INPUT DATA:
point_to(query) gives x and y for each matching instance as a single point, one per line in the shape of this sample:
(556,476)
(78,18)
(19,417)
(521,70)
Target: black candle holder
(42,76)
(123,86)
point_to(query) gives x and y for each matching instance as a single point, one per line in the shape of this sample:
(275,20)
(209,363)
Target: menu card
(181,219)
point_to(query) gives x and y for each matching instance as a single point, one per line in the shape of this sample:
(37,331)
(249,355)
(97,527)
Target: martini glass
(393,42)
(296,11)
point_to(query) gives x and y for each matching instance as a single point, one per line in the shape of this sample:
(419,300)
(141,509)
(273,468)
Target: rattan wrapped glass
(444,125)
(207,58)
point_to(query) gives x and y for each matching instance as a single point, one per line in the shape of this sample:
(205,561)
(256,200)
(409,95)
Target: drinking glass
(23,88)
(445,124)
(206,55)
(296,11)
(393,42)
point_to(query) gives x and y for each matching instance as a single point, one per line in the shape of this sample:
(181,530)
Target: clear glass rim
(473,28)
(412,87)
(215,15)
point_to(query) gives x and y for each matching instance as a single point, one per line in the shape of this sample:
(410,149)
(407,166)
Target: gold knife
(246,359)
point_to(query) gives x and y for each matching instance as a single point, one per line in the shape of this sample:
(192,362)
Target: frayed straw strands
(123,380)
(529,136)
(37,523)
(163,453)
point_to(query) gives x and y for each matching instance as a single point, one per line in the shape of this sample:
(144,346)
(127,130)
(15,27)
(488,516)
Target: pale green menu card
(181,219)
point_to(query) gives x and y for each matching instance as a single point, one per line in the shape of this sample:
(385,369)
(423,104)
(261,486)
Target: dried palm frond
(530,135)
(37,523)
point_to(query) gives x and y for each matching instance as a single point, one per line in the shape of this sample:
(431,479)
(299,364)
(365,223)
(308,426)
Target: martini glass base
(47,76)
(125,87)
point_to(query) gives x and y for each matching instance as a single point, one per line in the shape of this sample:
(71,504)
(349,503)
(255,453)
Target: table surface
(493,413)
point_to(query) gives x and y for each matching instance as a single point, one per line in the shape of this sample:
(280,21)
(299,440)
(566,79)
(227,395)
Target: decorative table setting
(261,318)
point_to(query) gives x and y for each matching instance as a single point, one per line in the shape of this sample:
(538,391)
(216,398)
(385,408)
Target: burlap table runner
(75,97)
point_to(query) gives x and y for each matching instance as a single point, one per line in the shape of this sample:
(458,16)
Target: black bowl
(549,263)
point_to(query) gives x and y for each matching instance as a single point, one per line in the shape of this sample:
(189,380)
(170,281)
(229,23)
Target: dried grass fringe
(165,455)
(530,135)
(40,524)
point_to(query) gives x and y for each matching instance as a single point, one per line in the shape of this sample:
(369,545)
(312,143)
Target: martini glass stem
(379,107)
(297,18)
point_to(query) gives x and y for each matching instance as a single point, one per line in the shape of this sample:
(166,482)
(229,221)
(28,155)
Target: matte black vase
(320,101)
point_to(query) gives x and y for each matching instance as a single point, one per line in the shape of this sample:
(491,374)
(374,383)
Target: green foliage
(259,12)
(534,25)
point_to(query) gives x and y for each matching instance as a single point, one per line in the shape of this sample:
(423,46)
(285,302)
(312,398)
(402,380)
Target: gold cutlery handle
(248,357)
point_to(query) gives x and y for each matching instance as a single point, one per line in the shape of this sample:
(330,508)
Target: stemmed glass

WHAT TO DO: Copy out each record from above, exactly.

ANSWER FOR THIS EXERCISE:
point_to(query) gives x and y for each matching instance as a single point, one per line in the shape of this sample:
(556,476)
(78,18)
(19,417)
(521,70)
Target: black candle holder
(42,76)
(123,86)
point_to(query) gives x and y for each matching instance as a single point, one per line in the shape of this sample:
(275,20)
(209,363)
Target: menu card
(181,219)
point_to(query) gives x and y for each matching instance as a single point, one per line in the shape of this sample:
(37,331)
(249,355)
(97,527)
Target: martini glass
(393,42)
(296,11)
point_to(query) gives x and y for each matching instance as a single point, one per line in the shape of this sample:
(419,300)
(141,509)
(273,468)
Target: rattan wrapped glass
(444,125)
(207,58)
point_to(query) gives x and y for each matching instance as a single point, one per line in the shape of this sample:
(205,561)
(256,200)
(409,95)
Target: drinking glass
(23,88)
(445,124)
(206,55)
(296,11)
(393,42)
point_to(query) gives x and y for each matching instance as a single point, one per line in the shape of this sample:
(181,530)
Target: clear glass rim
(473,28)
(412,87)
(215,15)
point_to(query) gives x and y for each matching instance as a single point, one per line in the shape of this sample:
(410,149)
(407,166)
Target: gold knife
(246,359)
point_to(query) gives x and y for each matching instance as a single point, one per line in the shape of this sample:
(192,362)
Target: frayed straw strands
(123,380)
(529,136)
(37,523)
(163,453)
point_to(query) gives x and y for each matching instance as a single point, one per line in the shape of this sample:
(144,346)
(127,130)
(15,27)
(488,516)
Target: pale green menu card
(181,219)
point_to(query) gives x and y for each matching instance as a single point, one per line in the shape of this sample:
(385,369)
(423,104)
(261,486)
Target: dried palm frond
(530,135)
(37,523)
point_to(query) gives x and y for each matching instance as a single point, one per line in the shape of this sample:
(431,479)
(299,364)
(365,223)
(308,426)
Target: martini glass base
(47,76)
(125,87)
point_to(query) gives x and y for each matching instance as a single point, one per line in the shape of this sample:
(71,504)
(349,503)
(255,453)
Target: table surface
(493,413)
point_to(query) gives x and y for each matching instance as a single point, one per line in the shape of this sample:
(280,21)
(299,440)
(566,79)
(227,395)
Target: decorative table setting
(261,318)
point_to(query) gives x and y for each matching instance as a single point, one per line in the shape of this sample:
(538,391)
(216,398)
(385,408)
Target: burlap table runner
(75,97)
point_to(query) gives x and y for each matching instance as a single point, one per line in the shape of this sample:
(458,16)
Target: black bowl
(549,263)
point_to(query) gives x and y for each matching instance as a single point, one per line in the shape of this sample:
(189,380)
(170,281)
(229,23)
Target: dried grass fringe
(165,455)
(530,135)
(40,524)
point_to(query) gives x and y for each matching instance as a single point, one per line in the shape of this sample:
(369,545)
(312,143)
Target: martini glass stem
(379,107)
(297,18)
point_to(query) gives x and y for each matching instance as a single point, one per line in the shape of this sample:
(166,482)
(229,221)
(28,155)
Target: matte black vase
(320,101)
point_to(query) gives x and y for each matching instance as a single point, one per line in the shape of this sample:
(491,374)
(374,383)
Target: green foliage
(259,12)
(534,25)
point_to(query) gives x and y for each matching instance as a single point, one per line in the shape of this sample:
(423,46)
(285,302)
(312,398)
(402,380)
Target: gold cutlery handle
(248,357)
point_to(query) gives x and y for each matching instance as a single point, one per line in the shape of this sample:
(330,508)
Target: stemmed glass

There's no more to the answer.